__EXTRACT PROVIDED__:

** BEGIN **

Sales through the rest of Asia increased by 10% in the fourth quarter and 24% year-to-date. The increase was due to stable economic conditions and continued growth of the WD-40 multi-use product throughout the distributor markets, including those in Thailand, South Korea and the Philippines.
That's it for the sales update. Now over to Jay Rembolt, who'll review the financials and details of our 50/30/20 measures.
JR
Jay Rembolt
President
Garry, thank you. Just a reminder, in addition to the information that we'll present in this call, we suggest that you review our Form 10-Q -- or 10-K, excuse me, which will be filed on Monday, October 22.
Now let's look at the rest of the financials, but first we'll look at our 50/30/20 rule. That's the measures that we use to guide our business. As you may recall, the 50 represents gross margin, which we target to be at or above 50% of net sales. The 30 represents the cost of doing business, which is our total operating expenses excluding depreciation and amortization. Our target for that is 30% or less.
Finally, the 20 represents EBITDA. If our gross margin is at or above 50% and our cost of business is 30% or less, our EBITDA will be at or above the 20% target. EBITDA is earnings before interest, taxes, depreciation and amortization, and the descriptions and reconciliations of these non-GAAP measures are available in our 10-K and our investor presentations.
First, looking at our gross margin, or the 50 in our 50/30/20 rule. Our gross margin in the fourth quarter was 49.4% compared to 48.2% in the prior fiscal year period. The increase of 120 basis points in gross margin was primarily driven by price increases, some lower promotional discounts and lower cost of goods in China. The favorable impacts from these were partially offset by higher expenses related to our North America supply chain architecture project, as well as unfavorable impact from changes in foreign currency exchange rates, as well -- and along with shifts in sales mix.
Looking at the higher input costs, overall, we experienced the net unfavorable impact of 20 basis points in the quarter from our major input costs. We had a favorable impact from lower cost of petroleum-based materials, but that was directly offset by a higher cost for aerosol cans period-versus-period. The net 20 basis points of unfavorable impact was primarily due to the input costs, which include some raw materials relating to our homecare and cleaning products, as well as some valves and other components.

** END **

__SHORT TASK__:
Retype the earnings call excerpt, everything from "Looking at the" down to "and other components.".

Extracted data entries
** BEGIN **

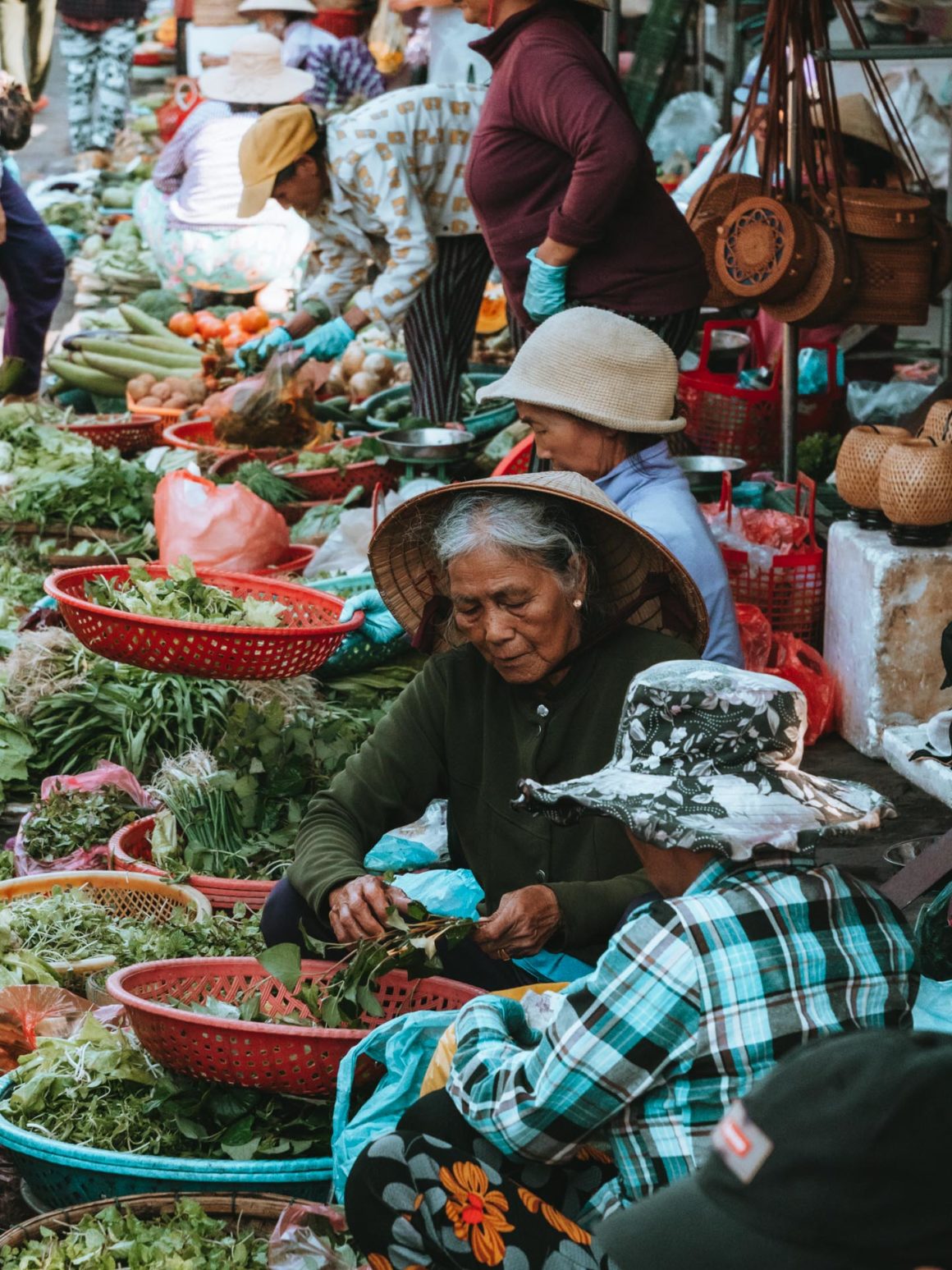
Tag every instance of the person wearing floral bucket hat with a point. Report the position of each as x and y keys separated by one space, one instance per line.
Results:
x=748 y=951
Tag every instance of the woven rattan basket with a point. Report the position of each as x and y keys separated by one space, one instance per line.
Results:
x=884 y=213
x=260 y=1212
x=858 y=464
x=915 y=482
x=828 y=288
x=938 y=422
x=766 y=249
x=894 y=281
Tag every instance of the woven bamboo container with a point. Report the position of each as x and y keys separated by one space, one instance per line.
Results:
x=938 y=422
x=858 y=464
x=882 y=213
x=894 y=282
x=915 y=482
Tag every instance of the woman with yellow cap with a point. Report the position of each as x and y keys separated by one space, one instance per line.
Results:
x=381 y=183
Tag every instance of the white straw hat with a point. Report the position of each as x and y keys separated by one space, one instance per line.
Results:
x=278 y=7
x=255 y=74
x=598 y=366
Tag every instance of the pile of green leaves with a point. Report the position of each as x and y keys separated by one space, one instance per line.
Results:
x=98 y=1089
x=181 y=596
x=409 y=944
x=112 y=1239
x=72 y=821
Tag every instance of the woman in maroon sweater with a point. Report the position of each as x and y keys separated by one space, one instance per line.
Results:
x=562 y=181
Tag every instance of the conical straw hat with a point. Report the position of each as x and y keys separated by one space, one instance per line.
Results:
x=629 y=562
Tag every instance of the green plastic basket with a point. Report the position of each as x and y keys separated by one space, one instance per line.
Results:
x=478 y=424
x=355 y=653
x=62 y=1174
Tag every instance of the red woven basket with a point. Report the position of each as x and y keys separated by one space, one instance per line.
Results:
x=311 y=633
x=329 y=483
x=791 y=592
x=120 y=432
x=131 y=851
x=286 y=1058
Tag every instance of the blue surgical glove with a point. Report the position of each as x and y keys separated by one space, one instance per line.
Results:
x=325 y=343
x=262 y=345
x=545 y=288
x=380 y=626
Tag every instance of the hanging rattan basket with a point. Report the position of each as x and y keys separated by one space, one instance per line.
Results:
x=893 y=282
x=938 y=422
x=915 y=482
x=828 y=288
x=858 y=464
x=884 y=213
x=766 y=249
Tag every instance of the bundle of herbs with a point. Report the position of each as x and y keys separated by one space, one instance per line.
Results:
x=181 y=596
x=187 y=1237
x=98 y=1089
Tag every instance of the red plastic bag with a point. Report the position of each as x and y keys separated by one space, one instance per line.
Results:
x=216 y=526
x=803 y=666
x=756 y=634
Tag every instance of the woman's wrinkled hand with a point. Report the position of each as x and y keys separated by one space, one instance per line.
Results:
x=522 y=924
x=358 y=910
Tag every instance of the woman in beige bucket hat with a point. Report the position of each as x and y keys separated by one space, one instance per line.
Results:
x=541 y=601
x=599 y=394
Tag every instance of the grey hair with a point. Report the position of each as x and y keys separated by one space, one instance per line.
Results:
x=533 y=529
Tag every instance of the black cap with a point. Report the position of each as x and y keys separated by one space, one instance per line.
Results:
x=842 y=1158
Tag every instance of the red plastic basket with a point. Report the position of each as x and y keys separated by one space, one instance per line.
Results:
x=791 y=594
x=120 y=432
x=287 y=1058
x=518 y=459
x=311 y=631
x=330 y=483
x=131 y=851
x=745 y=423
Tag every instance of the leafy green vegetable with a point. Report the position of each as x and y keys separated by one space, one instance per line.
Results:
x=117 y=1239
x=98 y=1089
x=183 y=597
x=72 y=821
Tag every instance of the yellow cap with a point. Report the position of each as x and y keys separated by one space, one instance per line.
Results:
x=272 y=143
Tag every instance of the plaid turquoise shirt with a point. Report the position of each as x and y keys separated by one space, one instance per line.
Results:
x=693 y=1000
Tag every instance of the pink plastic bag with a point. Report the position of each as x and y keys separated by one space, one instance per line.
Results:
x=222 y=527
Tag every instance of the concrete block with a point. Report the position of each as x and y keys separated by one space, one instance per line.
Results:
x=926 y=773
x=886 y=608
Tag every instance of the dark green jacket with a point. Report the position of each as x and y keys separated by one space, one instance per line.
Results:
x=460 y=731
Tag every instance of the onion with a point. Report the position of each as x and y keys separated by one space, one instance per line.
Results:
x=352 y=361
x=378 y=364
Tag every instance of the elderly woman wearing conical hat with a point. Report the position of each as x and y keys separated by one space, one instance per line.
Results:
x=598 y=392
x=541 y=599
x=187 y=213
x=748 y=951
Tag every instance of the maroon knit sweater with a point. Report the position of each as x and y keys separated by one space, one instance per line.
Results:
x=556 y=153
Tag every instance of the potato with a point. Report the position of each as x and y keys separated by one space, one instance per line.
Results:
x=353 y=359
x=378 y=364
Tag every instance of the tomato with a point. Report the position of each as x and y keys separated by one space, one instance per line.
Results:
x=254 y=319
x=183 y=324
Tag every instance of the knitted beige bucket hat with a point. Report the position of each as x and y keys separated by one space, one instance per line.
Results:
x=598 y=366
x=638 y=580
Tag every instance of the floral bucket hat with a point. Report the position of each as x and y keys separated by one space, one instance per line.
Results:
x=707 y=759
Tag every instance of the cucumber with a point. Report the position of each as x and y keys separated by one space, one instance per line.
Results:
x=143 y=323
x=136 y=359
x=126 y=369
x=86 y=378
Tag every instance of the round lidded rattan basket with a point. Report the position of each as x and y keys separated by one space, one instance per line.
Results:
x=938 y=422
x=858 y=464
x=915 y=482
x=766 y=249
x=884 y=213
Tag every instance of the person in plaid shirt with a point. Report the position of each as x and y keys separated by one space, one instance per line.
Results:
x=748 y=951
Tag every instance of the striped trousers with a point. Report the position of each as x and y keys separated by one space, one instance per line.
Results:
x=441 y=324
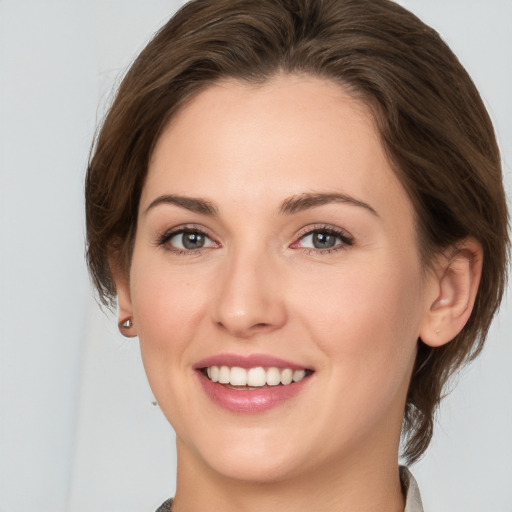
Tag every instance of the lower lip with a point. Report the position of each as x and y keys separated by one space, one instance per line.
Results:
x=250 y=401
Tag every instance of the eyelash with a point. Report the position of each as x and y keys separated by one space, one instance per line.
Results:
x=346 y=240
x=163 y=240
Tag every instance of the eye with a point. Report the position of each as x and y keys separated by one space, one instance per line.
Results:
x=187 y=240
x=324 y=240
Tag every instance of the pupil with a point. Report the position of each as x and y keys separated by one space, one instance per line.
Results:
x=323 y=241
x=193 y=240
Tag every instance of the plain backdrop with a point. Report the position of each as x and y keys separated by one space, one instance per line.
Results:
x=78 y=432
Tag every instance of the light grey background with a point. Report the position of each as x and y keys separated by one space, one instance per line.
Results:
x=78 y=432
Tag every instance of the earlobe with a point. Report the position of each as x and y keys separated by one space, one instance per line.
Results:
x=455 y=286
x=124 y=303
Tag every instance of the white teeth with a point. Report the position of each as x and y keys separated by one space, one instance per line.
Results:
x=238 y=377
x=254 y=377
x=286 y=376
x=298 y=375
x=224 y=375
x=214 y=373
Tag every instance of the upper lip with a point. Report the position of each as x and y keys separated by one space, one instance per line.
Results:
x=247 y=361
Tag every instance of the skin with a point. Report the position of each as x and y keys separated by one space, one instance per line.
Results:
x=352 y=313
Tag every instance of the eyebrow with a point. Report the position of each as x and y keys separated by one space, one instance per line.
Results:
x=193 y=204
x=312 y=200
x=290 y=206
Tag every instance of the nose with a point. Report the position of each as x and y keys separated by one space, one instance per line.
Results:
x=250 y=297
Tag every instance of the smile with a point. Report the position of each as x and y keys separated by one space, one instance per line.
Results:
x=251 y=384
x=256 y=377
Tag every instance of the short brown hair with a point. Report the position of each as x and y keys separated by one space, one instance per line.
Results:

** END **

__TASK OUTPUT__:
Looking at the higher input costs, overall, we experienced the net unfavorable impact of 20 basis points in the quarter from our major input costs. We had a favorable impact from lower cost of petroleum-based materials, but that was directly offset by a higher cost for aerosol cans period-versus-period. The net 20 basis points of unfavorable impact was primarily due to the input costs, which include some raw materials relating to our homecare and cleaning products, as well as some valves and other components.